### Problem requirements
Count the lines in the entries below that contain the string "yellow", with case counting. Reply with the number only.
begin Data section
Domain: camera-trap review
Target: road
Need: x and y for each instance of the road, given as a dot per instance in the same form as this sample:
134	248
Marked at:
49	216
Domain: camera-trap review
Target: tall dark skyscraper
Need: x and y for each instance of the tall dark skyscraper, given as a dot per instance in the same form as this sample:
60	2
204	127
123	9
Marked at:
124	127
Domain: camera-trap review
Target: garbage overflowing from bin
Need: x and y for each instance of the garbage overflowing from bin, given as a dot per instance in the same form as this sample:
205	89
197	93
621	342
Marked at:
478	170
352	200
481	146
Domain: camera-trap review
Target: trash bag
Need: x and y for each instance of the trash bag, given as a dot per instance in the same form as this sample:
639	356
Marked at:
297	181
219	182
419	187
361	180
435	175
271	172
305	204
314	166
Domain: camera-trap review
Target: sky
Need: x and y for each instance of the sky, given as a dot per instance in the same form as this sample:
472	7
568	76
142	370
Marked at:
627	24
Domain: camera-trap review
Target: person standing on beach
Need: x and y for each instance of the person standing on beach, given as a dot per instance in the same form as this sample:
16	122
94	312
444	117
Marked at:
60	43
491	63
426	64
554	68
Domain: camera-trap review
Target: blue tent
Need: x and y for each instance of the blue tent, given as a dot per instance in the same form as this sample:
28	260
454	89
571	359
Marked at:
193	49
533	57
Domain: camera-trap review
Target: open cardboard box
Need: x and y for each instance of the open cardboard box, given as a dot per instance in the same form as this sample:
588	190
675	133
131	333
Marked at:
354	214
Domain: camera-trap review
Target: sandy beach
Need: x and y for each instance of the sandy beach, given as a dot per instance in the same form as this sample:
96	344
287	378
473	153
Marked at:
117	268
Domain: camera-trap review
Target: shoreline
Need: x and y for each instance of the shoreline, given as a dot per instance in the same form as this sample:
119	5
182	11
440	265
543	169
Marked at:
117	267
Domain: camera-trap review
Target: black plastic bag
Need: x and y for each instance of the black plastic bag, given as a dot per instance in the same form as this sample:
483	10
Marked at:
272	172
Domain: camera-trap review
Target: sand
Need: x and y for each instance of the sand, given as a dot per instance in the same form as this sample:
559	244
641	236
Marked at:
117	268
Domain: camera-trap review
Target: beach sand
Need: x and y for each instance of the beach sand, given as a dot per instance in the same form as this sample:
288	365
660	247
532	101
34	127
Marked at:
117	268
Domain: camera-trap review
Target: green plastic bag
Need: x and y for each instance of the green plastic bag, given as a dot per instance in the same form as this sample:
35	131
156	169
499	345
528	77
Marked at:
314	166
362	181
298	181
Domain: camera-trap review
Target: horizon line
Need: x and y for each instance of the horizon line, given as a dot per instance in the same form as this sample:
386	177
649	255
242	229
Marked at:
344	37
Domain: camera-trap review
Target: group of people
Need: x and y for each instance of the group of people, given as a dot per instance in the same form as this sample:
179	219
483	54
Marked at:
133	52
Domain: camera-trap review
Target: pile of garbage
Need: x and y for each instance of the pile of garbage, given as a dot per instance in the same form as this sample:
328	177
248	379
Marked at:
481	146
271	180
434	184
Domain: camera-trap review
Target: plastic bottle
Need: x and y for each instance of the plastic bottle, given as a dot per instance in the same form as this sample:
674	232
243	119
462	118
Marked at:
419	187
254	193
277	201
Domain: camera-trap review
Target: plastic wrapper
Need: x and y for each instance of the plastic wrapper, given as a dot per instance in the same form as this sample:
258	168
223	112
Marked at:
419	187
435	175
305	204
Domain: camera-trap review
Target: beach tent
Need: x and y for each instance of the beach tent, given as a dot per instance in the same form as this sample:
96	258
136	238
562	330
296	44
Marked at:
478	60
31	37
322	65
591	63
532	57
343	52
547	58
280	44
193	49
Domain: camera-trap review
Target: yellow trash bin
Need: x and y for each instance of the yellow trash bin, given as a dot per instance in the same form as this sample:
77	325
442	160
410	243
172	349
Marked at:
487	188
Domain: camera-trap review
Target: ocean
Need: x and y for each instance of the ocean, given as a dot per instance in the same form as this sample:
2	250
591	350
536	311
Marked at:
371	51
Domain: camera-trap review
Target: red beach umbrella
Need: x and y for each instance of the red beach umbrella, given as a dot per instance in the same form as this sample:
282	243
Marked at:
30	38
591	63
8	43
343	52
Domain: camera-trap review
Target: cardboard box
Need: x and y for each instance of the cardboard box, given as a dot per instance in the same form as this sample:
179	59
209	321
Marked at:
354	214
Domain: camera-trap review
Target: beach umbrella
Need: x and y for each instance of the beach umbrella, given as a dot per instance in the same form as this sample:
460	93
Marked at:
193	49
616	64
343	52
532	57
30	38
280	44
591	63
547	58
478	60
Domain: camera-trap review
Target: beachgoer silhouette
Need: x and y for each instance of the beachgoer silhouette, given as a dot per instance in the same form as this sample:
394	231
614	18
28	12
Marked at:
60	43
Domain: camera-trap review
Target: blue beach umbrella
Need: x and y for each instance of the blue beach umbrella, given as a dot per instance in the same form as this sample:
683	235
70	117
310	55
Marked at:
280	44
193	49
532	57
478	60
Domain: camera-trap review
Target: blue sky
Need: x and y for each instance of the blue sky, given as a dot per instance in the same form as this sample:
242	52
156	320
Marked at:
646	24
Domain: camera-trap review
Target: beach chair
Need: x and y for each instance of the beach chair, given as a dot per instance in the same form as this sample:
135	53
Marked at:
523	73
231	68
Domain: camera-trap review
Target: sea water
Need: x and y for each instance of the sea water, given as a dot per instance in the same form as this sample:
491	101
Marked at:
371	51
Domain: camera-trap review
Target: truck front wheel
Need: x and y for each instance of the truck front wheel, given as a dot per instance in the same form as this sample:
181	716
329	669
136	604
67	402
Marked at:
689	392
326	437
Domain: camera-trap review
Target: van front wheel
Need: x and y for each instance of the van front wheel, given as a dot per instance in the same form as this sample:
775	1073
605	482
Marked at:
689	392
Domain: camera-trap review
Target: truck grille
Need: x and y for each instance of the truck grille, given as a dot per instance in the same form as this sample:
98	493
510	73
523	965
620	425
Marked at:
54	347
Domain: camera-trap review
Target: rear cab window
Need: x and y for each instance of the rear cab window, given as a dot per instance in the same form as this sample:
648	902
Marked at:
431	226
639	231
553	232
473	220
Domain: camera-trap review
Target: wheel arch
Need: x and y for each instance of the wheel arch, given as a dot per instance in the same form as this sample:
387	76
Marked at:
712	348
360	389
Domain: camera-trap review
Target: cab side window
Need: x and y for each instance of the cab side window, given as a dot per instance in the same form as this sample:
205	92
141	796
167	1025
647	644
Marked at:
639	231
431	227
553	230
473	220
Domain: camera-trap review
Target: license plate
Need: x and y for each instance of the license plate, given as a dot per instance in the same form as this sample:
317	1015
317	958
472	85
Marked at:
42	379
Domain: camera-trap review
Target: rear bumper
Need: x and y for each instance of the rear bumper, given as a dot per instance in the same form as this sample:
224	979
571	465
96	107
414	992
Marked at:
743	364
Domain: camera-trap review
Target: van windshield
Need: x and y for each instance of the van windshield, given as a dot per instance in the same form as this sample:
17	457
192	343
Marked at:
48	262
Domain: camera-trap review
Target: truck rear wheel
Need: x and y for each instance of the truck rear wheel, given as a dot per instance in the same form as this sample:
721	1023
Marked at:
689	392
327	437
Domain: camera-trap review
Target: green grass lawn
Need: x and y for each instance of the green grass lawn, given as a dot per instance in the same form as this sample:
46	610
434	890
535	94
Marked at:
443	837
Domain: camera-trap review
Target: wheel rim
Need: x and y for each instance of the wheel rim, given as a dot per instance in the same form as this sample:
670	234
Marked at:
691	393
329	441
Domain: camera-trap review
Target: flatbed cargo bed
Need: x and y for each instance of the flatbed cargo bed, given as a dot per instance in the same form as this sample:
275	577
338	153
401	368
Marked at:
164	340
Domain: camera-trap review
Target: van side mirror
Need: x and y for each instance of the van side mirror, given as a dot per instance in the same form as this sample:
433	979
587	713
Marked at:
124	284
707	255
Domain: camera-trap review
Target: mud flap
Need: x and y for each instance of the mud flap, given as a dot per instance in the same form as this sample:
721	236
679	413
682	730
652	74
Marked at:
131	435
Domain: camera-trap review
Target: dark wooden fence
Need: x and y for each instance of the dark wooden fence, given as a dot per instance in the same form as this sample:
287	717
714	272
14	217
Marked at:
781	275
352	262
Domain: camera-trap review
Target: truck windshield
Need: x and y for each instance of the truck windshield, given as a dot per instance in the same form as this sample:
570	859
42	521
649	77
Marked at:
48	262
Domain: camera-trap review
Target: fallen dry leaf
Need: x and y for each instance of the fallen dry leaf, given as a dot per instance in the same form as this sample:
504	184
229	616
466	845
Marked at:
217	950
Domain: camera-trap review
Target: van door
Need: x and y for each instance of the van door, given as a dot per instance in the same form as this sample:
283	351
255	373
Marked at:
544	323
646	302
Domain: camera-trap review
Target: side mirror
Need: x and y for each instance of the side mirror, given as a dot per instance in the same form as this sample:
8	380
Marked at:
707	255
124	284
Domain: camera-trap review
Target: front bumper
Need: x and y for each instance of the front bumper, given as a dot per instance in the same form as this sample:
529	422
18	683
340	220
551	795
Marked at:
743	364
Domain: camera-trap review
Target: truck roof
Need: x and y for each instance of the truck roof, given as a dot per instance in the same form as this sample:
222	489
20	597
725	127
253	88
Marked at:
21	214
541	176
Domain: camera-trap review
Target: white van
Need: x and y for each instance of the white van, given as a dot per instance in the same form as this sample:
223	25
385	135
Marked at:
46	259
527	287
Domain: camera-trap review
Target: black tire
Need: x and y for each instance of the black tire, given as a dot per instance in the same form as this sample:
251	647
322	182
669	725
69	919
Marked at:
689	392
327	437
end Data section
### Full response
2